Short exercise: In the records below, find the line containing "Mark every instance of the stadium"; give it again exactly, along with every line that follows, and nothing else.

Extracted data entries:
/---

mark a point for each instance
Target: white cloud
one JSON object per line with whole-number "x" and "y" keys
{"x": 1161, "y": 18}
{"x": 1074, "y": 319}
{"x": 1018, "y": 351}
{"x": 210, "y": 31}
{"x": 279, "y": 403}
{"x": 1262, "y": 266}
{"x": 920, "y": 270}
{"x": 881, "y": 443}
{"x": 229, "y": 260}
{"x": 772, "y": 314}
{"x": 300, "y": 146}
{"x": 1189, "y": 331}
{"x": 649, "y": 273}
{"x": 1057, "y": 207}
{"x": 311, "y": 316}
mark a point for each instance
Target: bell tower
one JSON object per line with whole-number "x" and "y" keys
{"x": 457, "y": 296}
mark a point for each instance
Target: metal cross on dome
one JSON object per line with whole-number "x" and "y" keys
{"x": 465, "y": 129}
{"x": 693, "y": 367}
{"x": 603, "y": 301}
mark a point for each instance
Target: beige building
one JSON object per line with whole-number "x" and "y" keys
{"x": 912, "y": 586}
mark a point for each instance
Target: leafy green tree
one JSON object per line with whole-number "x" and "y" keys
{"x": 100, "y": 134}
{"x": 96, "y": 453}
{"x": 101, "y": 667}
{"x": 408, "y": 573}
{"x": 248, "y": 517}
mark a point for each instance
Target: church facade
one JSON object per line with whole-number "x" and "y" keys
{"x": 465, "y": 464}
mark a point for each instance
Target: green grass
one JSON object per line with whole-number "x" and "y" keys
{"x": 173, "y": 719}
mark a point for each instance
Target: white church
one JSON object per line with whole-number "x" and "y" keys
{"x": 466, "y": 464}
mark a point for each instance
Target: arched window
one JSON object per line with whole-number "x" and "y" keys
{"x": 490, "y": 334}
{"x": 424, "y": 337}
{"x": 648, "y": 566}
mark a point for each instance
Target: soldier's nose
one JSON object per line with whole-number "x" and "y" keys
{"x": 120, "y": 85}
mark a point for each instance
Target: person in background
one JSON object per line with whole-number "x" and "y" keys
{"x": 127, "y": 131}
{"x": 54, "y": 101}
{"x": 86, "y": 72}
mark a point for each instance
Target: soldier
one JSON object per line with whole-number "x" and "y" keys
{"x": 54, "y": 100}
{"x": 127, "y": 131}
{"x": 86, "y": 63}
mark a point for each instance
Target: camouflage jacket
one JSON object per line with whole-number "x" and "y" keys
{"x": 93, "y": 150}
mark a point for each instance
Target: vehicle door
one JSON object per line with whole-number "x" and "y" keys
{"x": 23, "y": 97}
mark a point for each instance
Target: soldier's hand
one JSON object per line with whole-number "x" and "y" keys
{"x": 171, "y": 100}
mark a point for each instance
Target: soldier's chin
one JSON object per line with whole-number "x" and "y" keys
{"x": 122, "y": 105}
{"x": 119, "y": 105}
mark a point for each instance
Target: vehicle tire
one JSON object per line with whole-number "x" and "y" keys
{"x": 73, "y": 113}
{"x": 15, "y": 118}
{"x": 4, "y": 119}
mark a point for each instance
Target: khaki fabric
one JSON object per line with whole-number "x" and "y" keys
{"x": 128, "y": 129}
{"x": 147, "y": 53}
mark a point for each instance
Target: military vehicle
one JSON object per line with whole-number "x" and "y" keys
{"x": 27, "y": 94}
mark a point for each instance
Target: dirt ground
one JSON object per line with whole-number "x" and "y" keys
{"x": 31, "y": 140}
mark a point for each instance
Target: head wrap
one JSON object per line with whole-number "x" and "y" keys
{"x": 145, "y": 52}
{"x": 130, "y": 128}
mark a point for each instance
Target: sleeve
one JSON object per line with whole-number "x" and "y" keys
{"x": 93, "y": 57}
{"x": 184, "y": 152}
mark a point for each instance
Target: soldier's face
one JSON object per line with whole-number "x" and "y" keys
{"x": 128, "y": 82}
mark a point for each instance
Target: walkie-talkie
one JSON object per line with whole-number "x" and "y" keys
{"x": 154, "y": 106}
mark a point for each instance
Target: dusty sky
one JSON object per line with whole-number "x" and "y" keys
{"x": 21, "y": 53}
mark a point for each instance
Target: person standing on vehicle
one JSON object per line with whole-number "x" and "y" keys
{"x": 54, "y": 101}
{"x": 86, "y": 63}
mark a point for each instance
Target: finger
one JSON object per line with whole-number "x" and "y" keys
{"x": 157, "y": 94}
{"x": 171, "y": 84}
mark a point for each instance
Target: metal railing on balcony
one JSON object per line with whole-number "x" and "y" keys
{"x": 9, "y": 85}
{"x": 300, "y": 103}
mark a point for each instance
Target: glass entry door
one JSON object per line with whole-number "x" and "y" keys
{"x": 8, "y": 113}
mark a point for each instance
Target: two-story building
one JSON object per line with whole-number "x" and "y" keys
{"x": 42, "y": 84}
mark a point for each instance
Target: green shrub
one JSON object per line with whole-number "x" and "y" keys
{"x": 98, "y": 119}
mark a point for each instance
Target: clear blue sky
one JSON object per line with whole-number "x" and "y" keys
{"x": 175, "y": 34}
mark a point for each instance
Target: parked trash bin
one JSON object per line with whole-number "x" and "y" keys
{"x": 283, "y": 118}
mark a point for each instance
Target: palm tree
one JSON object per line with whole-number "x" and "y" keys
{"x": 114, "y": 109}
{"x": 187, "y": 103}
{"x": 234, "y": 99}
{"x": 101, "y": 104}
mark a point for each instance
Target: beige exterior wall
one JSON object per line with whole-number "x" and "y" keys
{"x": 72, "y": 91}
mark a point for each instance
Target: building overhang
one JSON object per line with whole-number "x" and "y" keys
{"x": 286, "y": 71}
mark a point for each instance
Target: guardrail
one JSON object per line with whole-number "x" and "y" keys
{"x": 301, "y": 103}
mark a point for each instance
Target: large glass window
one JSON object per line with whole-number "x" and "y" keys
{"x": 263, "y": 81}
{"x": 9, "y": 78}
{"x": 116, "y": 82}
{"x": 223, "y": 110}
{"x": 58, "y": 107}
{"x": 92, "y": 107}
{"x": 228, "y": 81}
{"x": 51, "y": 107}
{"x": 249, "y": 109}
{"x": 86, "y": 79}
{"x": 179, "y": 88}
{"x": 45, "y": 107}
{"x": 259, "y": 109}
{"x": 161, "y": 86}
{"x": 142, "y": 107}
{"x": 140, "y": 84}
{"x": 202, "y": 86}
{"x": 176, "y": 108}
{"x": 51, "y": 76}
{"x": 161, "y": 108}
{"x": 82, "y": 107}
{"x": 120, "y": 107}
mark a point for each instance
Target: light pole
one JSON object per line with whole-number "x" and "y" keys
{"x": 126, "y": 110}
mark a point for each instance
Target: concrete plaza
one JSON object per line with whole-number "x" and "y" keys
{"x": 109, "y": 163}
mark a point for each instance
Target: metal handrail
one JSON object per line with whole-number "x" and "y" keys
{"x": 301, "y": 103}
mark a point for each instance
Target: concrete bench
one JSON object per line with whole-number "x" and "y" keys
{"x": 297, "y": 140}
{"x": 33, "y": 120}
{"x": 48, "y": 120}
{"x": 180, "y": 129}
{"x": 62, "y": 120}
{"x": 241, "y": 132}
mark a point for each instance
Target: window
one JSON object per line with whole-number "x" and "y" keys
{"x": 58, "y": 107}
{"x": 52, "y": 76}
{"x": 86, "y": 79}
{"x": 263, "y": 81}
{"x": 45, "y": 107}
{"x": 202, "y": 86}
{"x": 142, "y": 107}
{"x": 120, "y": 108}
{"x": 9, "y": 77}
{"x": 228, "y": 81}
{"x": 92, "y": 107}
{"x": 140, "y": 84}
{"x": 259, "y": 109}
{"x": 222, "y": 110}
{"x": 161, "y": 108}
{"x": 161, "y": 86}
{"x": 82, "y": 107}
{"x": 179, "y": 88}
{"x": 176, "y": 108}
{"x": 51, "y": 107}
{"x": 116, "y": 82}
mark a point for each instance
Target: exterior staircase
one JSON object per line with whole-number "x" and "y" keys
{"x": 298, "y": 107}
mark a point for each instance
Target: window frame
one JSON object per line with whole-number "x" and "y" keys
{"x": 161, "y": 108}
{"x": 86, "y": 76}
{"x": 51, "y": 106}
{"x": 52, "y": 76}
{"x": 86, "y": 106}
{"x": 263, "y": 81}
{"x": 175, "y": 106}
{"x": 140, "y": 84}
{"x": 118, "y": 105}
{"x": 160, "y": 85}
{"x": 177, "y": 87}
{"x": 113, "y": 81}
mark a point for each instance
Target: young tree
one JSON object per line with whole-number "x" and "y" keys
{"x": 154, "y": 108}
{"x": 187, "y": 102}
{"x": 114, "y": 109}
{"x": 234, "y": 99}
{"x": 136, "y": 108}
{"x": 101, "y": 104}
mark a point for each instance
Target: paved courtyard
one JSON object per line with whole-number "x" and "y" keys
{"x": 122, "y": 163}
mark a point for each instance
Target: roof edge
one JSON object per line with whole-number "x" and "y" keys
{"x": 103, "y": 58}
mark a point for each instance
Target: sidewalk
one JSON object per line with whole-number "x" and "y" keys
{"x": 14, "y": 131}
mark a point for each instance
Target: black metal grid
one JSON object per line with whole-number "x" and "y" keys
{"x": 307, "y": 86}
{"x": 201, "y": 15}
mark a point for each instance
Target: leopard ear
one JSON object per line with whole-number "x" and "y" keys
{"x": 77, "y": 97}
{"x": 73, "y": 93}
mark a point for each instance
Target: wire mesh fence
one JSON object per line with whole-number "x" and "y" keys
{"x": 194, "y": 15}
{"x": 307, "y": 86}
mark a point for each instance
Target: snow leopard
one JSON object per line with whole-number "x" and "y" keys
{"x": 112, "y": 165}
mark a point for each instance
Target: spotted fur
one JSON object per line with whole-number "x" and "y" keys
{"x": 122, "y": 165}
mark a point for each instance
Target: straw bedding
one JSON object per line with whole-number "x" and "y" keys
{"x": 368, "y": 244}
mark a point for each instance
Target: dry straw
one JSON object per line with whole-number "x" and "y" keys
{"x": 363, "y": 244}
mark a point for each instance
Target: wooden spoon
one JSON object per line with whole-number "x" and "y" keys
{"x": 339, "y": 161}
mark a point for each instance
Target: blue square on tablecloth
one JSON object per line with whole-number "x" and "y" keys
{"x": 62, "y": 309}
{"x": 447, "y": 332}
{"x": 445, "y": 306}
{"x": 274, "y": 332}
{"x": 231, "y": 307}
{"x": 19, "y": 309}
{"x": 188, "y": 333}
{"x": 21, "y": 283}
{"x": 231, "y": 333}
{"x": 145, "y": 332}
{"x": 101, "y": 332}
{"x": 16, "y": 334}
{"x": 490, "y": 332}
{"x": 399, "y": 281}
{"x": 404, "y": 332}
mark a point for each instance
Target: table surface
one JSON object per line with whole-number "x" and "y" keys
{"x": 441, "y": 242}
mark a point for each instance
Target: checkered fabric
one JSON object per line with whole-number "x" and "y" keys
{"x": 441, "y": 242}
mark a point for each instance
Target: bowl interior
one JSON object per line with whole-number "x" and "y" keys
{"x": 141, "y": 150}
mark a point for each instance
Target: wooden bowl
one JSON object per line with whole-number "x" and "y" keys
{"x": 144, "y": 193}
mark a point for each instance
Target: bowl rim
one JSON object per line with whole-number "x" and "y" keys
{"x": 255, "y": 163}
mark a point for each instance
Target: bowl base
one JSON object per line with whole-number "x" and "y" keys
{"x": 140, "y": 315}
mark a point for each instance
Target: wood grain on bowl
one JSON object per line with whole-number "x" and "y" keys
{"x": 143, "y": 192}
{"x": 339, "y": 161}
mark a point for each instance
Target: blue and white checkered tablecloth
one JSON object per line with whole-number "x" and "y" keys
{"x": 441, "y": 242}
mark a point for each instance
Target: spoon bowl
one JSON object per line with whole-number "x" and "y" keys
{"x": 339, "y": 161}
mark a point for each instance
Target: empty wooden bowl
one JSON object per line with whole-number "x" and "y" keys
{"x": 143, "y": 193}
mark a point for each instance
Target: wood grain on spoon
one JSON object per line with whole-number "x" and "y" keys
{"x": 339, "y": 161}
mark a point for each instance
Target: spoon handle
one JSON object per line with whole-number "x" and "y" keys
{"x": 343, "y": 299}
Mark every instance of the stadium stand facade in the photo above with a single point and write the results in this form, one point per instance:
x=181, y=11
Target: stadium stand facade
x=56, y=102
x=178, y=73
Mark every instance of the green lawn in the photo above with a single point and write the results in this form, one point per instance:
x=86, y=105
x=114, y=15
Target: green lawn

\---

Response below:
Mark every instance of the stadium stand facade in the photo above with a single point and write the results in this form, one point per instance:
x=181, y=11
Target: stadium stand facade
x=56, y=102
x=178, y=73
Mark every instance of the green lawn in the photo above with a single point and write the results in this form, one point per instance:
x=86, y=105
x=114, y=15
Target: green lawn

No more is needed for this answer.